Task brief> Carry on the piece about 1997's one-week chart-toppers below, starting right after its last sentence.
-- start Passage shown --
Looking further into the chart history of ‘Block Rockin’ Beats’, and other one-week #1s of the time, is interesting. It’s maybe time to introduce the term ‘non number one’. Not that I want to deny the Chemical Brothers their second chart-topper. They’ve added to the rich and interesting tapestry of 1997’s #1s, making it an enjoyable year so far. But after entering at the top, it dropped to #8 the following week, and ranked at #88 on the best-selling songs of the year list. Similarly, Blur’s ‘Beetlebum’ had fallen #1 to #7, while U2’s ‘Discotheque’ fell #1 to #6, both after just one-week stays on top.

I was asked recently by a commenter why this was, and I answered that it was to do with songs in the mid-late 1990s being promoted heavily, sometimes for weeks, before being released. So the majority of their sales were concentrated in the first week they were available. But it also ties into the fact that this period also saw some of the highest singles sales of all time. I don’t know if it was to do with disposable income, or the ubiquity of CD players, or even the quality of the music, but demand was there and record labels needed something to fill it. If anyone has noticed that it is taking us ages to get through entire years now (there will be as many #1s between January and May ’97 as there were in the entirety of 1992) then there’s your answer.
-- end Passage shown --
-- start Data provided --
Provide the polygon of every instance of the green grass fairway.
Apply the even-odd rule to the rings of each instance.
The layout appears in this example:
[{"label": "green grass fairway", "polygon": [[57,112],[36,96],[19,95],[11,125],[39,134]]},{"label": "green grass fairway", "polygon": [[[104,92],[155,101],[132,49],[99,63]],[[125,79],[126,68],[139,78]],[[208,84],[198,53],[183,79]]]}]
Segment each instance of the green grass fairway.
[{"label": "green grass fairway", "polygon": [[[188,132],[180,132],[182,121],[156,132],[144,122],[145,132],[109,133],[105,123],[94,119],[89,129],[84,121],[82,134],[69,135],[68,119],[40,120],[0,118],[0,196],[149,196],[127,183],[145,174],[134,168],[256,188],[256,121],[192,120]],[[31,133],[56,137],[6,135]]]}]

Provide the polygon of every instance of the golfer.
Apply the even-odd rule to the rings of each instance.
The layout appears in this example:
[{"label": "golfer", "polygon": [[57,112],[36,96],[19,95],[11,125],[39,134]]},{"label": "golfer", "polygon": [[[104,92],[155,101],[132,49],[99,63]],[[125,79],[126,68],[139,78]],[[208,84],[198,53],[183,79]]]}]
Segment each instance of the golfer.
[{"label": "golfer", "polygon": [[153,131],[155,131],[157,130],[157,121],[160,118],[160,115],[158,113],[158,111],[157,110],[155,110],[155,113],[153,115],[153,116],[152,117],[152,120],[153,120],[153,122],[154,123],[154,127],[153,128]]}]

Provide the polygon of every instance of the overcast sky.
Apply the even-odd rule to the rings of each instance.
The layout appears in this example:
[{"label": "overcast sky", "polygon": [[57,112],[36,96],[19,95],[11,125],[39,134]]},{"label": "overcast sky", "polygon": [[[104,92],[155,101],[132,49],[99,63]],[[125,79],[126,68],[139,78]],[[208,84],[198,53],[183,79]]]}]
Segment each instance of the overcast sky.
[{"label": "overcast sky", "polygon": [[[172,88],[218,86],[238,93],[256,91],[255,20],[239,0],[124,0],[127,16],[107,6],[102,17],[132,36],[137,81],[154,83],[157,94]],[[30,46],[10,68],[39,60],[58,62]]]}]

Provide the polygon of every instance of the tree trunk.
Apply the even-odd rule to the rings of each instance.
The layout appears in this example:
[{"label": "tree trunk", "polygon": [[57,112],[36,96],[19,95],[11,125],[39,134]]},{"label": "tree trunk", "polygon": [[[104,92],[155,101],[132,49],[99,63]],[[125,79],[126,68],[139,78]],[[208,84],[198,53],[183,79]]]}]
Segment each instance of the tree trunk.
-- end Data provided --
The result>
None of this is to say that the Chemical Brothers weren’t a genuinely popular act. They had no further #1s, but would go on scoring Top 20 hits for another decade after this. Including what is probably their signature song, ahead of either of their chart-toppers, 1999’s ‘Hey Boy Hey Girl’, which made #3.

760. ‘Discothèque’, by U2

We come to the last of five one-week number ones, the end of a run of interesting short-stays at the top of the charts. And is this the most interesting?

Discothèque, by U2 (their 3rd of seven #1s)

1 week, from 9th – 16th February 1997

U2 do dance. Or at least, U2 incorporate dance beats, loops and lots of effects into a rock song. Sadly, the title is misleading – there’s no disco to be found here. Bono doing his best Gloria Gaynor is sadly still a pipe-dream, though at various points he does attempt a falsetto to rival the Bee Gees.

No, the ‘dance’ element is firmly nineties-dance – house beats with a techno-ish edge. But underpinning it all is a pretty cool guitar riff, which is fed through different layers of feedback as the song winds on. It is at times crunchy, chiming and, in its best incarnation, gloriously scuzzy. It means that for all Bono’s theatrics, ‘Discothèque’ is actually the Edge’s show, especially when you see his handlebar moustache in the video…

But more on that in a sec. As soon as this single was played on the radio, rock snobs may well have clutched their pearls in horror at what U2 had become. Dance beats! In a rock song! And remixes… by DJs! Pass the smelling salts… But the Prodigy and the Chemical Brothers, even Babylon Zoo, have been pushing this sound for months already, to great success. If anything the critics could have accused U2 of bandwagon jumping. But who cares if it’s not that original – it’s a fun tune. A banger that is sadly forgotten among some of U2’s bigger, more po-faced, hits.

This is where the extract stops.